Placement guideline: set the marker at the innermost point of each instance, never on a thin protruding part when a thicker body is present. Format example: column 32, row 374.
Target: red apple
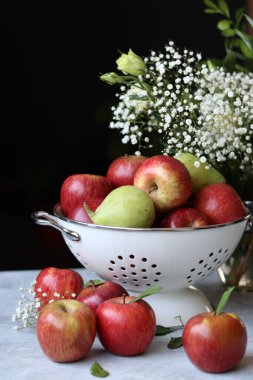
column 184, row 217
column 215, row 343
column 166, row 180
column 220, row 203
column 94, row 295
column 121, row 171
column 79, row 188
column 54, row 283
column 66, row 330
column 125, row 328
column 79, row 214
◆ ◆ ◆
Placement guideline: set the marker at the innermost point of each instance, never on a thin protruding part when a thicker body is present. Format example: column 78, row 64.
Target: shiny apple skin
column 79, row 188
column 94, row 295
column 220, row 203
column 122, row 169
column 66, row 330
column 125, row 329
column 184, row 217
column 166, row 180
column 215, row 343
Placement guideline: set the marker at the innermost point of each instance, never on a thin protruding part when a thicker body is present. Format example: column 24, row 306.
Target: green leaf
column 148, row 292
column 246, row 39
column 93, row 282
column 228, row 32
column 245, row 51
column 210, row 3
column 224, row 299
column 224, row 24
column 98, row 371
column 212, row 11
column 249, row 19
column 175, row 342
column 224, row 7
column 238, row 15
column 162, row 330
◆ ◆ ◆
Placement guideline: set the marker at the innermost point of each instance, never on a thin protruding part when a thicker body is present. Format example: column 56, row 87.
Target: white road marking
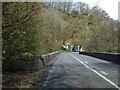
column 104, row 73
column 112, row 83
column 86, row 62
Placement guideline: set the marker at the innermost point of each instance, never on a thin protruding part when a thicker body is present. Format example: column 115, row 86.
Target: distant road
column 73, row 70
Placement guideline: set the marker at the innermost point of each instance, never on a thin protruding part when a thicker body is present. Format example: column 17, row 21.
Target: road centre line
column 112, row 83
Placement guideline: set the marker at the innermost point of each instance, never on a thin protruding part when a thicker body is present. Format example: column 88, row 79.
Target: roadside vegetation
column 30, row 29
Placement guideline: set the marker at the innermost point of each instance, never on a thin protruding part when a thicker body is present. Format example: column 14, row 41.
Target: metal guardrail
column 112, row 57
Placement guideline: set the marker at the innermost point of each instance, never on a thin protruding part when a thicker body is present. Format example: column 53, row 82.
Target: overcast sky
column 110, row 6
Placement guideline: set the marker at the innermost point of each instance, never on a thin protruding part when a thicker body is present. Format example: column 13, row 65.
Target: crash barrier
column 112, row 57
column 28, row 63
◆ ◆ ◆
== CHALLENGE ==
Return every line from the items above that contains the string "Target".

== IN RESPONSE ==
Target: red apple
Target: shiny apple skin
Target: green leaf
Target: white road marking
Target: distant road
Target: road centre line
Target: roadside vegetation
Target: metal guardrail
Target: overcast sky
Target: crash barrier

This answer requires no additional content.